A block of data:
┄┄┄┄┄┄
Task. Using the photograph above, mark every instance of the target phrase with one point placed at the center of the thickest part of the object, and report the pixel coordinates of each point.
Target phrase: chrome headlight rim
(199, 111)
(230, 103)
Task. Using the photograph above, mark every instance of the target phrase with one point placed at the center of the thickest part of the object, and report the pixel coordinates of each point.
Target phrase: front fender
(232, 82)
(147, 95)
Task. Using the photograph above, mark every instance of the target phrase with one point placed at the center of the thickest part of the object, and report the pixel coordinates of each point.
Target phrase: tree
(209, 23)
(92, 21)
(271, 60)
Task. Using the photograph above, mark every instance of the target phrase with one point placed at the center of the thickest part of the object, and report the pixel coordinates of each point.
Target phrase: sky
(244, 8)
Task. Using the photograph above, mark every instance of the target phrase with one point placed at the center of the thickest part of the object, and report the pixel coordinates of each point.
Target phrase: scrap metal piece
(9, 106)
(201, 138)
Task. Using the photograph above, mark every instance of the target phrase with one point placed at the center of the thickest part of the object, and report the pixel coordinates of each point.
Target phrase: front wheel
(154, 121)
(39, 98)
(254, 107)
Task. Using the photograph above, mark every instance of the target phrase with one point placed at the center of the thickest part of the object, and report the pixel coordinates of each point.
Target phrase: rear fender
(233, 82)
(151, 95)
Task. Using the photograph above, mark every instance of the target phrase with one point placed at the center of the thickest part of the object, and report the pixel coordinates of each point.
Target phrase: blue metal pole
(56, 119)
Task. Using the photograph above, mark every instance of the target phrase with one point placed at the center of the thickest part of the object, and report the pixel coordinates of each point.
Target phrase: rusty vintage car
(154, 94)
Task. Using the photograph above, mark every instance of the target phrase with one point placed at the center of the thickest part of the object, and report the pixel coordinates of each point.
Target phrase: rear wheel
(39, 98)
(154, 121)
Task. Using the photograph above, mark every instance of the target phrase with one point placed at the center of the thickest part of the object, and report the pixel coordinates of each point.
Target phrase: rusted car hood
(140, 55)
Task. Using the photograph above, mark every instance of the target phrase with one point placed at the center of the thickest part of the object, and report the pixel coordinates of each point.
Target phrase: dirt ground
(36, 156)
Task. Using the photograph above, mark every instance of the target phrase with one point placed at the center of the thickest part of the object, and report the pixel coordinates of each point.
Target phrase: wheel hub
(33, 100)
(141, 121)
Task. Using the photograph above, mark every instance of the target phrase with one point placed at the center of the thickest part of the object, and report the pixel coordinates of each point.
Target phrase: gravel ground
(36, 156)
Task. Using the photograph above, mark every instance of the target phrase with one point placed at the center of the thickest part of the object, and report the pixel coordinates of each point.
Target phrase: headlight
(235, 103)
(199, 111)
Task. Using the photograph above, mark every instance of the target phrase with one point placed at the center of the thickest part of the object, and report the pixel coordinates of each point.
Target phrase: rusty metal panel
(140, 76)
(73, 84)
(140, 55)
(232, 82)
┄┄┄┄┄┄
WHAT YOU HAVE TO DO: Write out every record, exactly as written.

COMPLETED TASK:
Task. Using the photograph above, mark every instance of the target phrase with one point placed at the center of the thickest part of the object, and report the pixel coordinates of each point.
Target phrase: chrome headlight rim
(199, 111)
(230, 103)
Task. Using the photograph above, mark every instance of the target phrase with one point placed at the center of the thickest part of the object, and report the pixel coordinates of each point.
Target phrase: front fender
(232, 82)
(147, 95)
Task. Using the photograph above, mark every instance of the target phrase with one point placed at the center of the thickest part of the object, and report the pixel coordinates of each point.
Target phrase: tree
(209, 23)
(92, 21)
(271, 60)
Task. Using the photograph above, mark every instance of the target phrase with one point placed at the center of the thickest part of the object, and report the pixel coordinates of each point.
Target phrase: sky
(244, 8)
Task. Using the photograph above, mark every instance of the target phrase with one point placed at the center of the thickest part of the object, and report the pixel coordinates of each point.
Target phrase: scrap metal piece
(9, 106)
(201, 138)
Task. Using the photograph above, mark every instance of the target phrase with one point placed at the center of the thickest part of the object, and report the pixel coordinates of each point.
Target phrase: front wheel
(154, 121)
(39, 98)
(254, 107)
Task. Using the photograph above, mark every instance of the target phrase with one point placed at the center of the thickest part of the object, and report the pixel coordinates of each point.
Target phrase: rear fender
(233, 82)
(151, 95)
Task. Using the photograph above, mark every instance of the target phrase with one point placed at the center of the thickest part of the object, and report the pixel coordinates of each point.
Target phrase: blue metal pole
(56, 119)
Task. Using the photograph above, mark every instance of the target phrase with one point placed at the center of the thickest part of the object, and report the pixel coordinates of each point.
Target phrase: rusty vintage car
(154, 94)
Task. Using the photograph above, mark every instance of the target phrase with one point placed at the center of the thickest part of the object, and report the pixel coordinates of each point.
Target phrase: rear wheel
(39, 98)
(154, 121)
Task. Using the photograph above, mark every instance of the target phrase with one point placed at the center of the thickest part of the object, and report the pixel coordinates of each point.
Target phrase: rusted car hood
(140, 55)
Task. Using the photograph above, mark every instance of the target phrase with one point placed at the center of the thickest part of the object, and report the pixel coordinates of each point.
Target phrase: dirt ground
(36, 156)
Task. Using the photograph above, mark every instance of the target phrase with one point placed at the center of the thickest part of the object, and report the pixel coordinates of each point.
Target phrase: wheel hub
(33, 100)
(141, 121)
Task. Using the photograph above, mark every instance of the target phrase with one point placed at the center of the thickest part of the object, and report the pixel coordinates of each point.
Target phrase: gravel ground
(36, 156)
Task. Using the photograph above, mark every instance of the target phrase with one point placed at the center of the thickest part of the object, and report the pixel coordinates of each point.
Target phrase: headlight
(235, 103)
(199, 111)
Task. Using the photograph above, mark every instance of the target phrase with one point placed at the center of the thickest part of the object, and report the pixel coordinates of each point.
Target phrase: rusty metal panel
(140, 76)
(73, 84)
(140, 55)
(232, 82)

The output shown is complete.